======== DATA EXCERPTS ========

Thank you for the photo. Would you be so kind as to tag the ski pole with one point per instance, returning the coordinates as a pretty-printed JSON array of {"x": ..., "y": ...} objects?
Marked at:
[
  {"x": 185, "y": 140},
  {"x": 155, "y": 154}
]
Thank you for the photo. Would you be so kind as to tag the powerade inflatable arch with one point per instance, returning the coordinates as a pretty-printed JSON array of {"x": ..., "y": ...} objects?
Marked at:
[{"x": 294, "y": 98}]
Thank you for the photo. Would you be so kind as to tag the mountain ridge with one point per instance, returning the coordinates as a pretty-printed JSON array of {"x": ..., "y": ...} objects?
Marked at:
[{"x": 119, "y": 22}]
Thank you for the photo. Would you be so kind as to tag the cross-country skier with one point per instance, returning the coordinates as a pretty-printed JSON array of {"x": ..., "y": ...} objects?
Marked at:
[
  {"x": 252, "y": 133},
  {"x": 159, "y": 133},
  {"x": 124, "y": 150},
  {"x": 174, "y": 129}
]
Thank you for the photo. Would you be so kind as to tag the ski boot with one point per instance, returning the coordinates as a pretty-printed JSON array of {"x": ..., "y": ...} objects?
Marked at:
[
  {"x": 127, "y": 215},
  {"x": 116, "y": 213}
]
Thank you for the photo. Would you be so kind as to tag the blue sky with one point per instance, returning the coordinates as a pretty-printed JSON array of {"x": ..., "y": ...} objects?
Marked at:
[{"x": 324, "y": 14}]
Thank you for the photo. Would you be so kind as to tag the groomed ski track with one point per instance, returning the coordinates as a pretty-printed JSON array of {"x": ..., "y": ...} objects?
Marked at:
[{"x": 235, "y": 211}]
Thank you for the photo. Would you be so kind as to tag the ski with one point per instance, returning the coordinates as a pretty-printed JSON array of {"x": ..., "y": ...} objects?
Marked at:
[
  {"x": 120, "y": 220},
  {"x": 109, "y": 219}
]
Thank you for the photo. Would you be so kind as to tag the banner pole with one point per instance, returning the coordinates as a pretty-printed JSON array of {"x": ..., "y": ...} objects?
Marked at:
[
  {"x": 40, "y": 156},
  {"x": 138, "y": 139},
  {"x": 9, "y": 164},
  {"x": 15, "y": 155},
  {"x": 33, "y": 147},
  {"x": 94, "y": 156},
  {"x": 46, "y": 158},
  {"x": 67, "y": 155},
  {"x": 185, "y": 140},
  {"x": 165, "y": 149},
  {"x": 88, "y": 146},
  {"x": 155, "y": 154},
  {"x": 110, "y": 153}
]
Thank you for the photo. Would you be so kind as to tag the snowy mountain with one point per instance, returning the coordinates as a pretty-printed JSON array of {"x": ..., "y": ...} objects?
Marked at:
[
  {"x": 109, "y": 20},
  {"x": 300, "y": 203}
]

========

SET PROBLEM:
Turn the records above into a JSON list of strings, with one string for each line. Leave out any blank lines.

COMPLETE ANSWER:
[
  "Thank you for the photo. Would you be so kind as to tag the ski pole with one point per instance, returning the coordinates as a pretty-printed JSON array of {\"x\": ..., \"y\": ...} objects?",
  "Marked at:",
  "[",
  "  {\"x\": 185, \"y\": 140},",
  "  {\"x\": 155, \"y\": 154}",
  "]",
  "Thank you for the photo. Would you be so kind as to tag the powerade inflatable arch with one point per instance, returning the coordinates as a pretty-printed JSON array of {\"x\": ..., \"y\": ...} objects?",
  "Marked at:",
  "[{\"x\": 294, \"y\": 98}]",
  "Thank you for the photo. Would you be so kind as to tag the mountain ridge with one point per instance, returning the coordinates as a pretty-printed JSON array of {\"x\": ..., \"y\": ...} objects?",
  "Marked at:",
  "[{\"x\": 119, \"y\": 22}]",
  "Thank you for the photo. Would you be so kind as to tag the cross-country skier with one point per instance, returning the coordinates as a pretty-printed JSON array of {\"x\": ..., \"y\": ...} objects?",
  "Marked at:",
  "[",
  "  {\"x\": 252, \"y\": 133},",
  "  {\"x\": 159, \"y\": 133},",
  "  {\"x\": 124, \"y\": 150},",
  "  {\"x\": 174, \"y\": 129}",
  "]",
  "Thank you for the photo. Would you be so kind as to tag the ski boot with one point per instance, returning the coordinates as a pretty-printed JSON array of {\"x\": ..., \"y\": ...} objects?",
  "Marked at:",
  "[",
  "  {\"x\": 127, \"y\": 215},",
  "  {\"x\": 116, \"y\": 213}",
  "]",
  "Thank you for the photo. Would you be so kind as to tag the blue sky with one point per instance, returning the coordinates as a pretty-printed JSON array of {\"x\": ..., \"y\": ...} objects?",
  "Marked at:",
  "[{\"x\": 324, \"y\": 14}]",
  "Thank you for the photo. Would you be so kind as to tag the groomed ski track with one point per instance, returning the coordinates as a pretty-printed JSON array of {\"x\": ..., \"y\": ...} objects?",
  "Marked at:",
  "[{\"x\": 235, \"y\": 211}]",
  "Thank you for the photo. Would you be so kind as to tag the ski with one point per instance, returning the coordinates as a pretty-printed JSON array of {\"x\": ..., \"y\": ...} objects?",
  "Marked at:",
  "[",
  "  {\"x\": 120, \"y\": 220},",
  "  {\"x\": 109, \"y\": 219}",
  "]",
  "Thank you for the photo. Would you be so kind as to tag the banner pole with one point per instance, returning the coordinates as a pretty-printed JSON array of {\"x\": ..., \"y\": ...} objects?",
  "Marked at:",
  "[",
  "  {\"x\": 40, \"y\": 156},",
  "  {\"x\": 138, \"y\": 139},",
  "  {\"x\": 9, \"y\": 164},",
  "  {\"x\": 15, \"y\": 155},",
  "  {\"x\": 33, \"y\": 147},",
  "  {\"x\": 94, \"y\": 156},",
  "  {\"x\": 46, \"y\": 158},",
  "  {\"x\": 67, \"y\": 155},",
  "  {\"x\": 185, \"y\": 140},",
  "  {\"x\": 165, \"y\": 149},",
  "  {\"x\": 88, \"y\": 146},",
  "  {\"x\": 155, \"y\": 154},",
  "  {\"x\": 110, \"y\": 153}",
  "]",
  "Thank you for the photo. Would you be so kind as to tag the snowy mountain with one point per instance, returning the coordinates as a pretty-printed JSON array of {\"x\": ..., \"y\": ...} objects?",
  "Marked at:",
  "[",
  "  {\"x\": 109, \"y\": 20},",
  "  {\"x\": 300, \"y\": 203}",
  "]"
]